_Page excerpt_
▼

All Articles/What is RevPAR and How Do You Calculate It for Your STR?
GlossaryMay 7, 20268 min read

What is RevPAR and How Do You Calculate It for Your STR?

RevPAR — Revenue Per Available Room — is the most important benchmark for STR operators. Learn the formula, market benchmarks, and how to use it to improve your Airbnb performance.

What is RevPAR and How Do You Calculate It for Your STR?

You're three months into running your first short-term rental. Revenue looks decent — $3,200 last month. But a fellow host in the same neighbourhood tells you she made $4,100 with a property half the size. How is that possible? The answer almost certainly lives in one number: RevPAR.

RevPAR — Revenue Per Available Room (or rental, in your case) — is the single most useful metric for benchmarking STR performance. It strips away the noise of different property sizes, listing counts, and seasonal quirks, giving you a clean comparison of how hard each night on your calendar is actually working. If you've been tracking only raw revenue, you're flying half-blind.

▲

_Directive_
Rewrite the passage of the RevPAR article starting at "You're three months" and ending at "one number: RevPAR.", putting "neighboring host" in place of "fellow host". The data that comes next has no connection to the RevPAR article.

_Supplied entries_
▼

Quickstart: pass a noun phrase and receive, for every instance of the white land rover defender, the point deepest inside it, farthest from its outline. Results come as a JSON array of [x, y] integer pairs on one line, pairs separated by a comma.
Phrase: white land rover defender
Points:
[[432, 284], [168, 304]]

▲
▼

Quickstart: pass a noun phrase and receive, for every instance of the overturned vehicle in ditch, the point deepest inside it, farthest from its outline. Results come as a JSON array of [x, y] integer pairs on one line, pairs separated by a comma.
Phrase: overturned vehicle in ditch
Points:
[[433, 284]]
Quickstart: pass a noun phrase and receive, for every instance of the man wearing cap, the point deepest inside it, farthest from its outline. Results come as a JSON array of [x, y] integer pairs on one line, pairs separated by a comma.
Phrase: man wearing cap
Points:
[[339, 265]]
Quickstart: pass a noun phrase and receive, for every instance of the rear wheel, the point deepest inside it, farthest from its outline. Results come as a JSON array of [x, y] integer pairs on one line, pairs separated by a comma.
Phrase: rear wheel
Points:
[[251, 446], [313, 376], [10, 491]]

▲

_Task solution_
You're three months into running your first short-term rental. Revenue looks decent — $3,200 last month. But a neighboring host in the same neighbourhood tells you she made $4,100 with a property half the size. How is that possible? The answer almost certainly lives in one number: RevPAR.